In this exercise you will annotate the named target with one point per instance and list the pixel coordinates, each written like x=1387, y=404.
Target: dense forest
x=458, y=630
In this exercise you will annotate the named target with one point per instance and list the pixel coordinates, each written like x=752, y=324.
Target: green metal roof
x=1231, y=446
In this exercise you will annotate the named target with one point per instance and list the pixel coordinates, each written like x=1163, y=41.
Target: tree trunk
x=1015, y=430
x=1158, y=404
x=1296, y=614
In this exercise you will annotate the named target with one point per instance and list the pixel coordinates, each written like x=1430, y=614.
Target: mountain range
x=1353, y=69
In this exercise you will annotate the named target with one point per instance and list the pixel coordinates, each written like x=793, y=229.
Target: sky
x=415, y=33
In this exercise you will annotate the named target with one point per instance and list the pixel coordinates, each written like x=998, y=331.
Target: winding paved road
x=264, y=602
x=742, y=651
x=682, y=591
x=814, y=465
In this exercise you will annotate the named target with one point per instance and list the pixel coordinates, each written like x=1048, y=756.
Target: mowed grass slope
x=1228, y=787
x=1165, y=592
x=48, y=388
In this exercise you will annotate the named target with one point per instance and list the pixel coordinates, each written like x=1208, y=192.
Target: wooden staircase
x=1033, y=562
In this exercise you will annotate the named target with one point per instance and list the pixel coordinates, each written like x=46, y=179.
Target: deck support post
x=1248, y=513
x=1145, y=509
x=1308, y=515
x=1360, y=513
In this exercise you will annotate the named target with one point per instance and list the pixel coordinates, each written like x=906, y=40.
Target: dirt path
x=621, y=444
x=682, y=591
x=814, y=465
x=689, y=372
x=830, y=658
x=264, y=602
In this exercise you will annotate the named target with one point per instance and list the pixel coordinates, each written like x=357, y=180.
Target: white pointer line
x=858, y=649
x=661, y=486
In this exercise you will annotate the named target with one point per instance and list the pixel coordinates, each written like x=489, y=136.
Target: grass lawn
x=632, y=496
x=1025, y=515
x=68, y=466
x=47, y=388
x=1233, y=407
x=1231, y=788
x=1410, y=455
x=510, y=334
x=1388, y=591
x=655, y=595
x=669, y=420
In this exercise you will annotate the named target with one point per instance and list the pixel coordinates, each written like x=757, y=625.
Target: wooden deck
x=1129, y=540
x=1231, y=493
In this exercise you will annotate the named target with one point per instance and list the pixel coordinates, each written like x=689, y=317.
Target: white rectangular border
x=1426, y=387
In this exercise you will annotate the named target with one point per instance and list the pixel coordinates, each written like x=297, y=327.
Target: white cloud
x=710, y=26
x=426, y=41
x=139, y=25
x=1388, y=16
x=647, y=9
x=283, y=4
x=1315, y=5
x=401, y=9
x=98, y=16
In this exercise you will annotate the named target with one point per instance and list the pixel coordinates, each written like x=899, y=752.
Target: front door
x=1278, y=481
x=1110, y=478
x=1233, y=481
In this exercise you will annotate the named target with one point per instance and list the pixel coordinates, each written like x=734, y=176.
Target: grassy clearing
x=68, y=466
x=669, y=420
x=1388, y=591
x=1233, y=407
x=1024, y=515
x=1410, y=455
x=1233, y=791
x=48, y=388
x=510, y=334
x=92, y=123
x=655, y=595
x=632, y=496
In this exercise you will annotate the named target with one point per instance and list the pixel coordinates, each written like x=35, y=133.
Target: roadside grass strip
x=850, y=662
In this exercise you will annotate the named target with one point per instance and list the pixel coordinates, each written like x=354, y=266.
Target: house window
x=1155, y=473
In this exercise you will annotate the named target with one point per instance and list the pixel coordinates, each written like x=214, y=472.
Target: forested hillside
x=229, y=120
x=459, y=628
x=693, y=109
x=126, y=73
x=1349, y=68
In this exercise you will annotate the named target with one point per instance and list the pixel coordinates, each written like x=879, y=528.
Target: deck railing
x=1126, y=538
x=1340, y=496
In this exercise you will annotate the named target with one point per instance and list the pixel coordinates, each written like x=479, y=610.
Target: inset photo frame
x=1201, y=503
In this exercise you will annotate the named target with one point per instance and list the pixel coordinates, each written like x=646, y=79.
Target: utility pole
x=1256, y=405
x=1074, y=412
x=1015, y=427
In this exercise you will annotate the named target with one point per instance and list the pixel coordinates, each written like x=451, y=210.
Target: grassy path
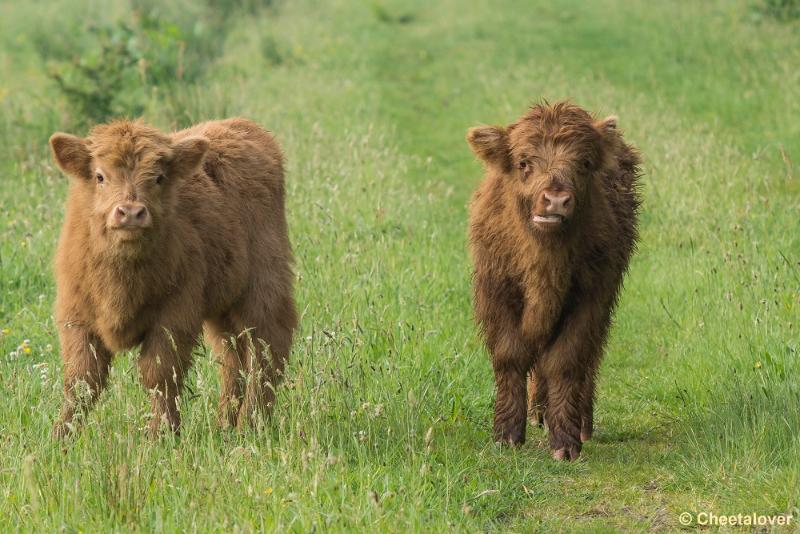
x=384, y=421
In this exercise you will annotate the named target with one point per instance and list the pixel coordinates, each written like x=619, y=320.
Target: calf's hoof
x=567, y=453
x=510, y=436
x=61, y=430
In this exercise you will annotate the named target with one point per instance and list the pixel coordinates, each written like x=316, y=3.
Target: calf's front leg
x=86, y=363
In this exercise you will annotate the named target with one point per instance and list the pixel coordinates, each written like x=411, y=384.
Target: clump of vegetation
x=116, y=70
x=781, y=9
x=383, y=14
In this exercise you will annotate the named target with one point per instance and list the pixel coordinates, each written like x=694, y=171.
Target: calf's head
x=124, y=179
x=550, y=161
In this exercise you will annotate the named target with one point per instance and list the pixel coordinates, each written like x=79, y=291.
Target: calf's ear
x=187, y=155
x=71, y=154
x=490, y=143
x=607, y=126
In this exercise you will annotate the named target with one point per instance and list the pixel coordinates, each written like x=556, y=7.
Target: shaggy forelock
x=562, y=124
x=128, y=144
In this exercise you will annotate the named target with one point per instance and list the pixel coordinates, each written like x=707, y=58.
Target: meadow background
x=384, y=421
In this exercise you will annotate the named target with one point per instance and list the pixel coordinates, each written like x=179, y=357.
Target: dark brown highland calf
x=166, y=234
x=552, y=229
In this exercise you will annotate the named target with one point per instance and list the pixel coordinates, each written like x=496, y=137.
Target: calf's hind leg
x=268, y=339
x=163, y=364
x=227, y=350
x=537, y=398
x=587, y=406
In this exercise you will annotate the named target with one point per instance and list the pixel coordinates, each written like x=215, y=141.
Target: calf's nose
x=133, y=215
x=557, y=202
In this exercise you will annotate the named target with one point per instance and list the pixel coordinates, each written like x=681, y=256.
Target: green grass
x=384, y=421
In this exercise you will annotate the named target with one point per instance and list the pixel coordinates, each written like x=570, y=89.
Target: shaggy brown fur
x=166, y=234
x=552, y=229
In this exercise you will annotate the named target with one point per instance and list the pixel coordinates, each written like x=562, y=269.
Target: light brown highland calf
x=552, y=229
x=163, y=235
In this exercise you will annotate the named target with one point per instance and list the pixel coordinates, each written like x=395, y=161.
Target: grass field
x=384, y=421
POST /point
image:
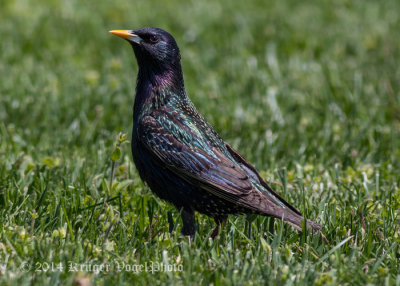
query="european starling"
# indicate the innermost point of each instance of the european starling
(180, 156)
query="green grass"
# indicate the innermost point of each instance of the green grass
(309, 91)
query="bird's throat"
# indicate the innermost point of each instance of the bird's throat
(152, 85)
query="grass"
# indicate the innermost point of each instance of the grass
(308, 91)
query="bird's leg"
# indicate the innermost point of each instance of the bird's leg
(220, 221)
(188, 228)
(249, 218)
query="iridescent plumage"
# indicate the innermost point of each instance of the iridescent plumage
(179, 155)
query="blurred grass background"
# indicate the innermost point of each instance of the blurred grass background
(308, 91)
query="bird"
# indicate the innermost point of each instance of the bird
(180, 156)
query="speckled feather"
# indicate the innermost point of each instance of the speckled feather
(181, 157)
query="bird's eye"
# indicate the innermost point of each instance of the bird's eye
(154, 39)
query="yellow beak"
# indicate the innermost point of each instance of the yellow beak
(125, 34)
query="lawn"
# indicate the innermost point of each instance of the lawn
(308, 91)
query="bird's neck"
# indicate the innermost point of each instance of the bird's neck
(153, 82)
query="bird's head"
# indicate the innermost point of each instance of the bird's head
(153, 47)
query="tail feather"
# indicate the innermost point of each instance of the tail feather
(296, 221)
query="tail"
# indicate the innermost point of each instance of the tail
(296, 221)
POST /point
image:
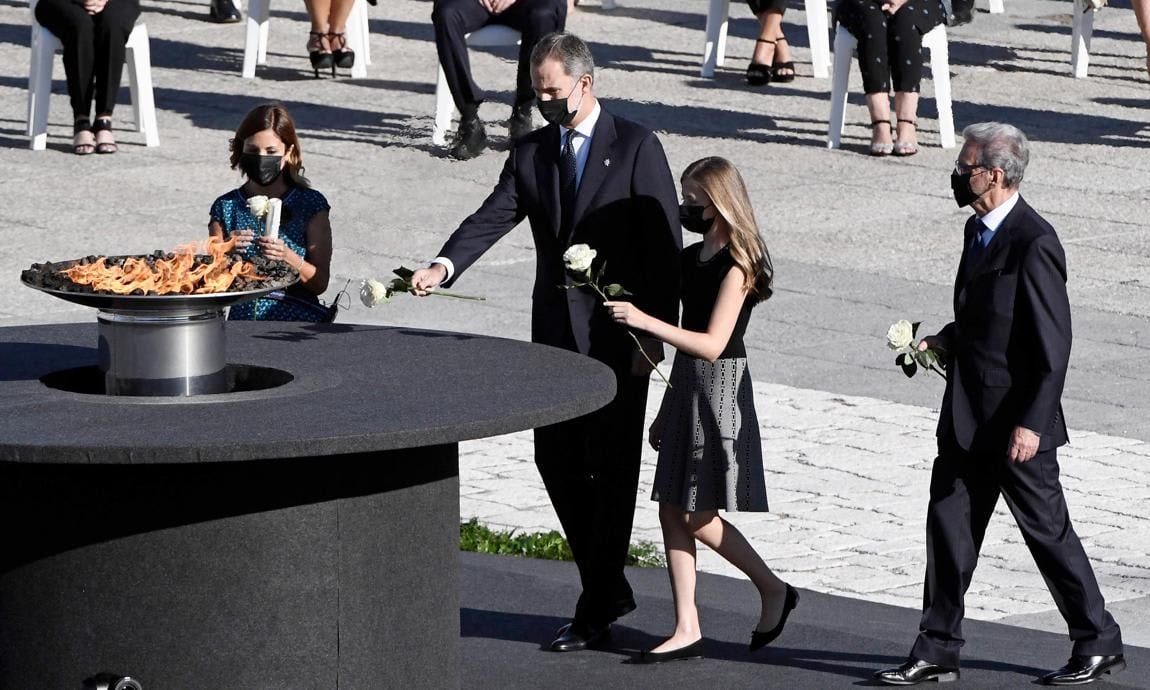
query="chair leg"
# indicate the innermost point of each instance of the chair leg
(844, 50)
(1080, 38)
(818, 33)
(444, 109)
(39, 86)
(139, 83)
(715, 37)
(940, 74)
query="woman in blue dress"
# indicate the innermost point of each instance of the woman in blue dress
(266, 150)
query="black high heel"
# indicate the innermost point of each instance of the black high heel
(344, 59)
(782, 71)
(757, 73)
(320, 58)
(761, 639)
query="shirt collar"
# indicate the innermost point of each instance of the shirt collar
(995, 217)
(585, 128)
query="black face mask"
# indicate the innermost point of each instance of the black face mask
(690, 217)
(960, 185)
(261, 169)
(556, 112)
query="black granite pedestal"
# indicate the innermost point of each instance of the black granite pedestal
(297, 536)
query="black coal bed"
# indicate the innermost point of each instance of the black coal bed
(298, 533)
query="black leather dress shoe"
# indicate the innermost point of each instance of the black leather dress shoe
(691, 651)
(914, 672)
(469, 142)
(223, 12)
(1082, 669)
(576, 637)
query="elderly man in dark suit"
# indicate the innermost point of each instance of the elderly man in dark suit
(1002, 421)
(588, 177)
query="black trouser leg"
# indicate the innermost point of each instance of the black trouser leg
(1035, 498)
(590, 467)
(963, 497)
(534, 20)
(112, 29)
(453, 20)
(74, 27)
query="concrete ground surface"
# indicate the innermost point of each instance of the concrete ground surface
(858, 243)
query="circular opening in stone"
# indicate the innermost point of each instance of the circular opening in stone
(240, 378)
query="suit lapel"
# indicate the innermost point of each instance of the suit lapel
(597, 165)
(546, 174)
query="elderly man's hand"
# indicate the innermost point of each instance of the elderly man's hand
(1024, 444)
(426, 280)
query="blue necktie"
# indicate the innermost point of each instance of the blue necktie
(568, 185)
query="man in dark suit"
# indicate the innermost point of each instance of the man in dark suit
(453, 20)
(588, 177)
(1001, 423)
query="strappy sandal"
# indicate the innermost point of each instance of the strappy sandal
(905, 148)
(83, 140)
(757, 73)
(881, 147)
(782, 71)
(108, 145)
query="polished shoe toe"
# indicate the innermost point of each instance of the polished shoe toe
(684, 653)
(914, 672)
(575, 637)
(1082, 669)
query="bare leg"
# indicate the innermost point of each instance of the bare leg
(729, 543)
(1142, 13)
(680, 547)
(906, 108)
(879, 106)
(771, 28)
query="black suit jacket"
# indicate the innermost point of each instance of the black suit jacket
(626, 208)
(1010, 342)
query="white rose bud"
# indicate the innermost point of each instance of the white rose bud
(899, 335)
(373, 292)
(258, 205)
(579, 258)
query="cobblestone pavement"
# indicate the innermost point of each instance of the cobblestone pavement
(848, 480)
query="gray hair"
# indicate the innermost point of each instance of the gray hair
(1001, 146)
(569, 50)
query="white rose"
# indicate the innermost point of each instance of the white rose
(579, 258)
(373, 292)
(899, 335)
(258, 205)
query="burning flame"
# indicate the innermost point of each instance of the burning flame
(182, 274)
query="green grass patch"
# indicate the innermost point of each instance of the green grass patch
(550, 545)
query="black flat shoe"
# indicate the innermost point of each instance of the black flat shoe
(761, 639)
(576, 637)
(1082, 669)
(914, 672)
(782, 71)
(757, 73)
(691, 651)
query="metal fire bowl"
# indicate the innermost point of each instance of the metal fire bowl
(162, 303)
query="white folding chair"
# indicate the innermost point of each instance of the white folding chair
(492, 35)
(935, 40)
(255, 44)
(714, 48)
(138, 60)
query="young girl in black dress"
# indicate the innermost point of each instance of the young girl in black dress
(706, 430)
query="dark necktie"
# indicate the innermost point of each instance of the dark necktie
(568, 176)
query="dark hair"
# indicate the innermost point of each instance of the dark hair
(275, 117)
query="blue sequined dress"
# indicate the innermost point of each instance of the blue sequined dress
(299, 206)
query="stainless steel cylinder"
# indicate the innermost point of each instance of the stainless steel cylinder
(181, 352)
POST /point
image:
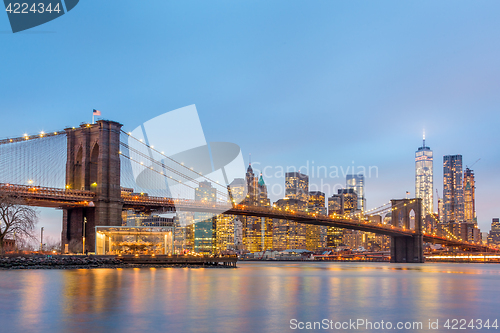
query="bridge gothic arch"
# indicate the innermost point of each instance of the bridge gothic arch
(93, 163)
(407, 213)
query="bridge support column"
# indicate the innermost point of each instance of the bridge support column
(407, 249)
(93, 164)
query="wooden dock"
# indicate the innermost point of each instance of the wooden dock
(209, 261)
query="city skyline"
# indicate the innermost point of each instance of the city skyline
(255, 95)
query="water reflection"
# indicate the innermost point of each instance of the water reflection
(259, 297)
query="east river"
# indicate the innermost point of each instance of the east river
(255, 297)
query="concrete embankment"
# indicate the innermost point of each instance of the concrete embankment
(91, 261)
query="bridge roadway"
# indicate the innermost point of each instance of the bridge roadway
(65, 198)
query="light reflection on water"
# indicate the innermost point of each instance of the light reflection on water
(256, 297)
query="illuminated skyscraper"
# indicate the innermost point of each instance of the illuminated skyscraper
(349, 200)
(494, 235)
(313, 232)
(453, 194)
(262, 197)
(469, 196)
(204, 223)
(357, 183)
(424, 178)
(297, 186)
(289, 234)
(257, 231)
(252, 186)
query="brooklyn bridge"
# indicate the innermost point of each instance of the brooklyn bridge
(85, 170)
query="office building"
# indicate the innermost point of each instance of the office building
(453, 195)
(204, 223)
(297, 186)
(424, 178)
(357, 183)
(494, 235)
(469, 196)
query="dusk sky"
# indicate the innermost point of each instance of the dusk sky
(340, 83)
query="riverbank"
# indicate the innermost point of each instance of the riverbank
(90, 262)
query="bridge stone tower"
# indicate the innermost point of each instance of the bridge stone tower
(93, 164)
(407, 249)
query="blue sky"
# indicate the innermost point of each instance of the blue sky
(289, 81)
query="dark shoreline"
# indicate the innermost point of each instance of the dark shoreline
(16, 262)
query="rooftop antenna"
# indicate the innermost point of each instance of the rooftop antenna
(472, 164)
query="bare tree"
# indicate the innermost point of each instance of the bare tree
(17, 220)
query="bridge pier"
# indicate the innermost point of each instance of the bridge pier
(407, 249)
(93, 164)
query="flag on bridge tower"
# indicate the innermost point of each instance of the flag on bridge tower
(95, 113)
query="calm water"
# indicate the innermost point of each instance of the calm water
(256, 297)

• **Directions**: One line contains "the bridge roadway". Return that line and every later line through the end of the listing above, exactly, and nothing else.

• **Answer to this exercise**:
# indicate the innermost point of each instance of the bridge roadway
(65, 198)
query="light reflection on water"
# indicate the innermost point of each instance of the light reflection on water
(256, 297)
query="illuminated skyscraper"
# indicate the innermost point of each instance of the illuminated skyscraper
(349, 200)
(494, 235)
(313, 232)
(453, 194)
(262, 197)
(469, 196)
(204, 223)
(357, 183)
(424, 178)
(297, 186)
(289, 234)
(257, 231)
(252, 186)
query="brooklyn bridge"
# indicate the innermost point of each instance of the brooklyn bridge
(85, 170)
query="office building"
# indicate the innermost point of each instance of the office building
(453, 195)
(204, 223)
(297, 186)
(424, 178)
(357, 183)
(494, 235)
(469, 196)
query="dusk sky"
# indicate the innermost point of each instance of the dusk sky
(340, 83)
query="riverbank"
# indicate the innermost point of each instance of the riverbank
(90, 262)
query="bridge stone tower"
# indicate the innermost point of each instance of the bridge stone tower
(93, 164)
(407, 249)
query="blue sky"
# indicate the innermost point of each instance of the blue sky
(289, 81)
query="dark shoreline"
# indicate the innermost point of each instance of the dark shoreline
(16, 262)
query="rooftop antenna"
# indicate the innermost point of each instance of the rooftop antenna
(472, 164)
query="bare tree"
# indicate the innermost point of each instance of the bare tree
(17, 220)
query="bridge pier"
# indicate the innermost point of each instance of the bridge pier
(407, 249)
(93, 164)
query="flag on bridge tower"
# indicate the innermost point of each instance of the flag on bridge tower
(95, 113)
query="calm water"
# indicate the innermost point of each instance of the calm water
(256, 297)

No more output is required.